[SELECTION]:
----------------------------------------
问题
I have this weird behaviour in a pandas Dataframe. I am using .apply(single_seats_comma) on a column with the following example content: (1,2)
. However, it seems to return it as range(1,3)
instead of a string (1,2)
. Other rows have more than 2 entries as well, e.g.
(30,31,32)
. I have a function which splits on ,
and converts each value in brackets into a new row however with (x,x)
it breaks.
def single_seats_comma(row):
strlist = str(row).split(',')
strlist = filter(None, strlist)
intlist = []
for el in strlist:
intlist.append(int(el))
return intlist
Example for 'apply':
tickets['seats'][:1].apply(single_seats_comma)
The Error output of the def is
ValueError: invalid literal for int() with base 10: 'range(1'
Trying to find a solution, I found this:
str(tickets['seats'][:1])
>>'0 (1, 2)\nName: seats, dtype: object'
tickets['seats'][:1].values
>> '[range(1, 3)]'
It works on a column if the values are just 1,2
.
Any help help is much appreciated!
回答1:
Perhaps it would be easier to simply iterate over the elements of the row instead of converting to string then splitting. This is simple enough to use a lambda.
tickets['seats'][:1].apply(lambda row: [int(e) for e in row])
回答2:
I cannot reproduce the range
string.
But this function should work for both cases:
def single_seats_comma(row):
if type(row) is tuple:
return list(row)
elif type(row) is range:
res = [row.start]
end = row.stop - 1
if end - row.start > 1:
res.append(end)
----------------------------------------
[WORK INSTRUCTIONS]:
- A) In the pandas thread, what error message does the original function produce?
- B) Write the next part of the pandas thread, picking up after its final line.

[SOURCE EXCERPT]:
----------------------------------------
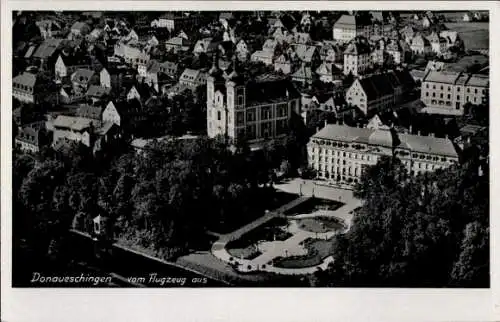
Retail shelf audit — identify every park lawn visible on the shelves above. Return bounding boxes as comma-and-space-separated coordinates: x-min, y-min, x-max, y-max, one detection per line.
----------------------------------------
[RESULTS BY TASK]:
- A) ValueError: invalid literal for int() with base 10: 'range(1'

- B)
return res
Example:
>>> tickets = pd.DataFrame({'seats': [(100, 1022), range(3, 4), range(2, 10)]})
>>> tickets['seats'].apply(single_seats_comma)
0 [100, 1022]
1 [3]
2 [2, 9]
Name: seats, dtype: object
回答3:
Thanks to all contributors to get me closer to a solution. The solution is actually quite simple.
The challenge was that pandas interpreted (1,2) as range and not as string However, the target was to create a list of all values, originally by splitting a string on ','. Not needed!
list(range(1,2)) does the job already. Here is the example and solution:
list(range(11, 17))
>> [11, 12, 13, 14, 15, 16]
tickets['seats'][0]
>> range(1, 3)
list(alltickets['seats'][0])
>> [1, 2]
So solution(s):
def single_seats_comma(row):
strlist = list(row)
return strlist
tickets['seats'].apply(single_seats_comma)
or
tickets['seats'].apply(lambda row: list(row))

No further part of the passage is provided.